● Selected excerpt:
Based on the above learning from advanced melanoma, the phase II and III trials of ipilimumab for the treatment of NSCLC were designed to evaluate the response to ipilimumab using both irRC and mWHO criteria. Trial protocols designated a confirmation of PD after 4 weeks, when the investigator deemed that an additional 4-week wait was feasible for the patient. Of note, however, the irRC have not been prospectively validated in clinical studies of ipilimumab in lung cancer. Moreover, none of the ipilimumab trials in melanoma or lung cancer that have measured outcomes by both mWHO and irRC were designed to prospectively validate the irRC, nor have they been able to consistently identify a benefit to utilizing irRC over mWHO. As such, the utility of irRC is still a subject of investigation. It is clear, however, that clinical responses to immunotherapy like ipilimumab may sometimes differ from responses to standard chemotherapy. As agents like ipilimumab becomes more established as an anticancer approach, it will be necessary to weigh the possible benefits of immunotherapy against the time required to confirm disease progression as part of clinical decision making.

In the NSCLC studies, ipilimumab has been paired with chemotherapy, specifically a doublet of paclitaxel and carboplatin. A chemo-immunotherapeutic approach was adopted for the NSCLC trials, in part because paclitaxel–carboplatin is a widely used, reasonably well-tolerated first-line regimen in NSCLC. In addition, evidence in cell lines and animal models supported the feasibility of combining chemotherapy with CTLA-4 blockade through demonstration of the following: (i) therapy with taxanes and platinum-based compounds may foster release tumor-specific antigens from dying tumor cells and improve the immunogenicity of the microenvironment [75]; (ii) chemotherapy may sensitize tumor cells to lymphocyte killing [76] and (iii) certain chemotherapeutic agents and CTLA-4 blockade display in vitro synergistic activity [77] as discussed above.

● Using the information:
[1] In the passage on ipilimumab trials in lung cancer, which chemotherapy doublet was ipilimumab paired with in the NSCLC studies?
[2] From the passage on ipilimumab trials in lung cancer, copy the words between "In the NSCLC" and "as discussed above.", inclusive.
[3] Continue the passage on ipilimumab trials in lung cancer from its last sentence.

● Data for analysis:
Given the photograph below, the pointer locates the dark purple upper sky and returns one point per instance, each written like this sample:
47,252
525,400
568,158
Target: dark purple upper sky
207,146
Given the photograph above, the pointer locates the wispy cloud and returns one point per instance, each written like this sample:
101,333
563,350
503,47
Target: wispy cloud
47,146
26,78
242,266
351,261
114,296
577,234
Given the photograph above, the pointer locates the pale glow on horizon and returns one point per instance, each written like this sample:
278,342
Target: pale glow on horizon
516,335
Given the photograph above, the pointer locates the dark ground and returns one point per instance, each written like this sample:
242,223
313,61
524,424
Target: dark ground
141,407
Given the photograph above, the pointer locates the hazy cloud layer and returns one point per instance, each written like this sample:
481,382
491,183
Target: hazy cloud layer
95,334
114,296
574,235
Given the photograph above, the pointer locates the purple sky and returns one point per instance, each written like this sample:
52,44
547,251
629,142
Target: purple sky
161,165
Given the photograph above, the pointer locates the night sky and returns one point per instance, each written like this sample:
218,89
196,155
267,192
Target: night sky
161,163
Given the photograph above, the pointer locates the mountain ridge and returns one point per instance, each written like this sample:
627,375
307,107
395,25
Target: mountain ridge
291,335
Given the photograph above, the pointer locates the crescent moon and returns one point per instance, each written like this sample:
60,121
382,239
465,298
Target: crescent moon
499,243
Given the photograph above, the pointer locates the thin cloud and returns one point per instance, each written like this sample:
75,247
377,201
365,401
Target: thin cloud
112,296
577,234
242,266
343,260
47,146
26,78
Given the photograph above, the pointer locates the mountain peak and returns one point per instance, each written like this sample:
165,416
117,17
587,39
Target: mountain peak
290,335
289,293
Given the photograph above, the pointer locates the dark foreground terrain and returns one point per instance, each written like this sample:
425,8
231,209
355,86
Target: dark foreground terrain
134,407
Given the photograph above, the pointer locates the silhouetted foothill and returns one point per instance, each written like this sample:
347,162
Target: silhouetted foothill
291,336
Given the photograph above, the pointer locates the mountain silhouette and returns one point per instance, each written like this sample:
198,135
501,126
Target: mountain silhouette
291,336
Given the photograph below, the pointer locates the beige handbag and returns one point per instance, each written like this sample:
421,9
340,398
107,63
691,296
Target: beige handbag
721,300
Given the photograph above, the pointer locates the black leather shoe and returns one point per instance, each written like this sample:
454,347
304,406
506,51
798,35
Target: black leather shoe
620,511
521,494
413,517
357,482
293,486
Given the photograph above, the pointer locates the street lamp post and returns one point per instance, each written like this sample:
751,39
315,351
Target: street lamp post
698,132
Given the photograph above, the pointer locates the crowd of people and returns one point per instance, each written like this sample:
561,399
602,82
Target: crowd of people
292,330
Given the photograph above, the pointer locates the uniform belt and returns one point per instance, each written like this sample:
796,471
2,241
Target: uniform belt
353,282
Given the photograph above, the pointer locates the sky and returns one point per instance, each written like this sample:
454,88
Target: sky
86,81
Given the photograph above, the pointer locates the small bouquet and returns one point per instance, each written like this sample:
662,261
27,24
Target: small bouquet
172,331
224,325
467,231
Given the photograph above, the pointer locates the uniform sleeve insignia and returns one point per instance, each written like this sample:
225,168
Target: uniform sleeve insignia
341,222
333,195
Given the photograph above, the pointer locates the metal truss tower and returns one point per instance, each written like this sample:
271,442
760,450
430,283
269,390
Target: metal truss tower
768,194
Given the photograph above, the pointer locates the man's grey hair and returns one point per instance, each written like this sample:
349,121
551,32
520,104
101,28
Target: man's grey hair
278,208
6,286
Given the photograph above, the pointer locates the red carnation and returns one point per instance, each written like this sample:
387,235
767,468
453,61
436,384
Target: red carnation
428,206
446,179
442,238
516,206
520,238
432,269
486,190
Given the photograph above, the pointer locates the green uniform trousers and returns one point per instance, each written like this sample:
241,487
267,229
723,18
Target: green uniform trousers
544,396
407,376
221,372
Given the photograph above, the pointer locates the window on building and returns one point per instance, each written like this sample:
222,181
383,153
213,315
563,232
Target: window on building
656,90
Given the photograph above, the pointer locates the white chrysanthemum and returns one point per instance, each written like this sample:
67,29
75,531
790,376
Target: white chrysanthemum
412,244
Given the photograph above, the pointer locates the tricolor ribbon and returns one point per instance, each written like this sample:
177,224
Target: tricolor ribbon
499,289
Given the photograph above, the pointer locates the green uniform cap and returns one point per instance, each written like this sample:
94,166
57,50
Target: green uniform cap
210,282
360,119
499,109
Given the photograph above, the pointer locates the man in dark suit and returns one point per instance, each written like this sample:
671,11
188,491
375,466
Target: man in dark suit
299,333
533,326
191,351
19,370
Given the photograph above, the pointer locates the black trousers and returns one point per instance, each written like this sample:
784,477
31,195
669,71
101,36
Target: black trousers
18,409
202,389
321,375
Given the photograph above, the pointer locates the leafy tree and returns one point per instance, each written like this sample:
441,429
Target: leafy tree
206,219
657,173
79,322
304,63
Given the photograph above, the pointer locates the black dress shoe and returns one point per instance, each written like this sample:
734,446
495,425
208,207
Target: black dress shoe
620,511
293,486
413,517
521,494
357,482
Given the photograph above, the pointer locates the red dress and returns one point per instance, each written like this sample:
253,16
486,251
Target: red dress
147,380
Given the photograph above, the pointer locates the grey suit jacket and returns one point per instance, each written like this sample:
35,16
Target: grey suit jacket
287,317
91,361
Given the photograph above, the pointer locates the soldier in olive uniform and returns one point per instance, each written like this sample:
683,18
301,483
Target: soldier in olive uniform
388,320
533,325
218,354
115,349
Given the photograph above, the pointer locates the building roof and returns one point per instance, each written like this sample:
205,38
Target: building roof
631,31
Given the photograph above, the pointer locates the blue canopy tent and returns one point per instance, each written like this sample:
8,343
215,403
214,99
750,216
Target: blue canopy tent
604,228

● Answers by item number:
[1] Paclitaxel and carboplatin.

[2]
In the NSCLC studies, ipilimumab has been paired with chemotherapy, specifically a doublet of paclitaxel and carboplatin. A chemo-immunotherapeutic approach was adopted for the NSCLC trials, in part because paclitaxel–carboplatin is a widely used, reasonably well-tolerated first-line regimen in NSCLC. In addition, evidence in cell lines and animal models supported the feasibility of combining chemotherapy with CTLA-4 blockade through demonstration of the following: (i) therapy with taxanes and platinum-based compounds may foster release tumor-specific antigens from dying tumor cells and improve the immunogenicity of the microenvironment [75]; (ii) chemotherapy may sensitize tumor cells to lymphocyte killing [76] and (iii) certain chemotherapeutic agents and CTLA-4 blockade display in vitro synergistic activity [77] as discussed above.

[3]
clinical data on CTLA-4 manipulation by ipilimumab in squamous NSCLC

In a phase II study [78, 79], 204 chemotherapy-naive patients with stage IIIb/IV NSCLC of all subtypes were given a combination of paclitaxel–carboplatin and either ipilimumab or placebo [79]. Patients were randomly assigned (1:1:1) to receive one of the three induction strategies: one of the two different schedules of ipilimumab and chemotherapy (phased or concurrent), or chemotherapy with placebo. In the phased schedule, designed to promote potential chemotherapy-induced antigen release before ipilimumab addition, chemotherapy was given alone for two cycles, followed by ipilimumab in combination with paclitaxel–carboplatin for the next four cycles, every 3 weeks. In the concurrent schedule, designed to ensure that ipilimumab was present as chemotherapy-induced antigen release was occurring, ipilimumab was given in combination with paclitaxel–carboplatin for the first four cycles, followed by chemotherapy alone for the next two cycles, every 3 weeks. Patients in the placebo arm received six cycles of chemotherapy with placebo. After six cycles of induction therapy, all eligible patients received a single dose of the study drug (ipilimumab or placebo) every 12 weeks as maintenance therapy [79].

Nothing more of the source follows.